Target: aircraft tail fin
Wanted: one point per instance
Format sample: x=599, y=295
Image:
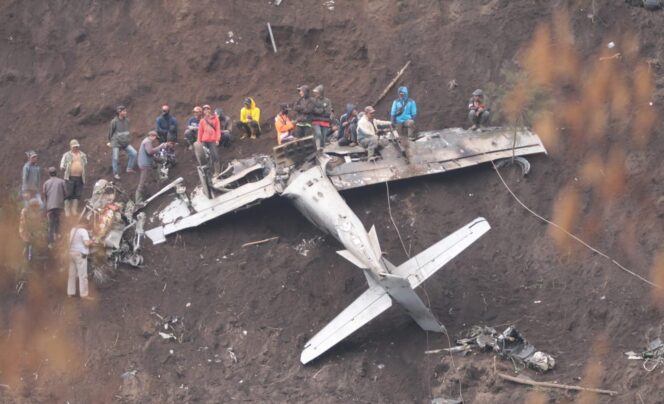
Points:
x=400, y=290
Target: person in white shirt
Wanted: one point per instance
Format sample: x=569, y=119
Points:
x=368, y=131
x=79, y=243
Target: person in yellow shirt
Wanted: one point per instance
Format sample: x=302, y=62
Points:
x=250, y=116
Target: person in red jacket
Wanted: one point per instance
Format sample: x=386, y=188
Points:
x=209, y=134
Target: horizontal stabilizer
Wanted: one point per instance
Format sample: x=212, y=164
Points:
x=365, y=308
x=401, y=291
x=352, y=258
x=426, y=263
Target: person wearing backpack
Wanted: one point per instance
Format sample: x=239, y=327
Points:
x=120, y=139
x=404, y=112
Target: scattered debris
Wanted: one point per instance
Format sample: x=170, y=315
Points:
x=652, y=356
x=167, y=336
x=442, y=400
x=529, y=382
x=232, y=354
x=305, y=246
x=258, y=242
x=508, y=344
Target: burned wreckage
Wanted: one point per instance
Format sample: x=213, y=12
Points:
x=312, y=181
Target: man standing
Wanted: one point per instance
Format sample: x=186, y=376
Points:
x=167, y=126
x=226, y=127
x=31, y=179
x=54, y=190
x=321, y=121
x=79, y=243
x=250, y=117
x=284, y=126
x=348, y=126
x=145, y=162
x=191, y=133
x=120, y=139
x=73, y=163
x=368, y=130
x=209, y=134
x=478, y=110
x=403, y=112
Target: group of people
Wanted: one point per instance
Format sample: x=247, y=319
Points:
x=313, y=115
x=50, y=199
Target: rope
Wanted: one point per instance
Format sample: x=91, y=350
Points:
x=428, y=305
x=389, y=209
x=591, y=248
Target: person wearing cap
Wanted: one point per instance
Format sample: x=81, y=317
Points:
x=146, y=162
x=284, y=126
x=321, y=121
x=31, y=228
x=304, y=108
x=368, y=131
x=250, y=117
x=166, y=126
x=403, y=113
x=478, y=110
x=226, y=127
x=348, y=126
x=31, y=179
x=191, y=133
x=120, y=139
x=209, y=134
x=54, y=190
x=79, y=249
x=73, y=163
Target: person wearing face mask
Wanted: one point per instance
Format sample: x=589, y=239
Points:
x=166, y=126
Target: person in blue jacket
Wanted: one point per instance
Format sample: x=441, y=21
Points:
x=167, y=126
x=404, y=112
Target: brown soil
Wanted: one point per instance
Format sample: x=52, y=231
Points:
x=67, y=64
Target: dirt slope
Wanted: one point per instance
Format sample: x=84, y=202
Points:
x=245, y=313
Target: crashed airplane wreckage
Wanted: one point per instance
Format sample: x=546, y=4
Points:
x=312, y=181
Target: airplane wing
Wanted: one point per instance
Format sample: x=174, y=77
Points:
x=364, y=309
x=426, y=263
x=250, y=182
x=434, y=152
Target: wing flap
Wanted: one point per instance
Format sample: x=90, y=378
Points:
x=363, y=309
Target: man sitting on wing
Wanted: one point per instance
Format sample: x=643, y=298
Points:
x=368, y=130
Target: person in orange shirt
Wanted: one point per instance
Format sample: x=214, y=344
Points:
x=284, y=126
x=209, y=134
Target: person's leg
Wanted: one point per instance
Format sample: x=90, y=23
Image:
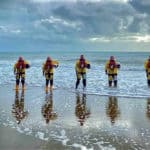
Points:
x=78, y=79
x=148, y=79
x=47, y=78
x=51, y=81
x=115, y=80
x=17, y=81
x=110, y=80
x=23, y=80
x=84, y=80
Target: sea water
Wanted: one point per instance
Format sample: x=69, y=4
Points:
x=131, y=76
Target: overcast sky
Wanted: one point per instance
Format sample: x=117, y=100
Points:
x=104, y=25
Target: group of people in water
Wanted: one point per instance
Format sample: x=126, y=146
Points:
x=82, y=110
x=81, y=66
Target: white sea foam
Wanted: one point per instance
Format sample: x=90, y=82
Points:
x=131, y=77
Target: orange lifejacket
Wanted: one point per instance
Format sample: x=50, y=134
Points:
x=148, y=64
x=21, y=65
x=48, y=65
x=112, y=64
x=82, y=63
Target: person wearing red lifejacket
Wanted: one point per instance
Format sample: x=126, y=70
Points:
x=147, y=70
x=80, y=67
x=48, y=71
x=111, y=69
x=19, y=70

==

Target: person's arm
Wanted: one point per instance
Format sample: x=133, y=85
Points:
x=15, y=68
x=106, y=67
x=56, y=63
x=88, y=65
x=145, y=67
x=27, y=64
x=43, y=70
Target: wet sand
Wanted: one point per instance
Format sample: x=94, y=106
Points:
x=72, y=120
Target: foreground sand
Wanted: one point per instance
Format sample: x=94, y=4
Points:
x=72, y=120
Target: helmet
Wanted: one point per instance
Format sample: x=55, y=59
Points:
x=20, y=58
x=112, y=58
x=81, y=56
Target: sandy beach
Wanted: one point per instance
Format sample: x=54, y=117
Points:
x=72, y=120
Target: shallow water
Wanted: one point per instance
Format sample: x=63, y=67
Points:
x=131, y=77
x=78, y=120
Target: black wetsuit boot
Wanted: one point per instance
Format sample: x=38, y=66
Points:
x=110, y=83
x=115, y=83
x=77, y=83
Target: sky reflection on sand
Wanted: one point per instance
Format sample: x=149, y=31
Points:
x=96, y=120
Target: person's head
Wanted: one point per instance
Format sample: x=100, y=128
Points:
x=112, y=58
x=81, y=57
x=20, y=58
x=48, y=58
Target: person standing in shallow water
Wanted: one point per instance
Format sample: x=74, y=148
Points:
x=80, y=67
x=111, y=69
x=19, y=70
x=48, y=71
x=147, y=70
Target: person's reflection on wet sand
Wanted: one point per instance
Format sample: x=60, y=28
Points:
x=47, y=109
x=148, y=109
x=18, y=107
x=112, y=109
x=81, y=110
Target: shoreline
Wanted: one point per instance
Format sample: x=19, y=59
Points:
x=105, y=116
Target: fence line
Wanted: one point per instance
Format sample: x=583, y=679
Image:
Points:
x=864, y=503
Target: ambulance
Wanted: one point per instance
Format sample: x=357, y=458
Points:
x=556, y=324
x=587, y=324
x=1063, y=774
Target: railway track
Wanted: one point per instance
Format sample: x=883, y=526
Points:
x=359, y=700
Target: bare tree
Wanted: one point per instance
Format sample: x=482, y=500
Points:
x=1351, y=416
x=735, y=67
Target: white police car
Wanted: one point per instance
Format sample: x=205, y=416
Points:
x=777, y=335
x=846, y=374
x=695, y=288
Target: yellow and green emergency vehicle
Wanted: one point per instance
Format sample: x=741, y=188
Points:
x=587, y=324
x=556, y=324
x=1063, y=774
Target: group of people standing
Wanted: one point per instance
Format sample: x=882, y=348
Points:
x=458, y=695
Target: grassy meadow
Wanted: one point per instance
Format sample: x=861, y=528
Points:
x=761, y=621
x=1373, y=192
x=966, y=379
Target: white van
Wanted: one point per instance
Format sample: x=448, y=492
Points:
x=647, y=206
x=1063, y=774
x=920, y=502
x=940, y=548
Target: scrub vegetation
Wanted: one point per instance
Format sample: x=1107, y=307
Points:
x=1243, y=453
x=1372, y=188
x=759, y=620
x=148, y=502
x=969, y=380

# Work required
Answer with nothing but the count of lines in the entries that hold the word "wearing".

# Exercise answer
4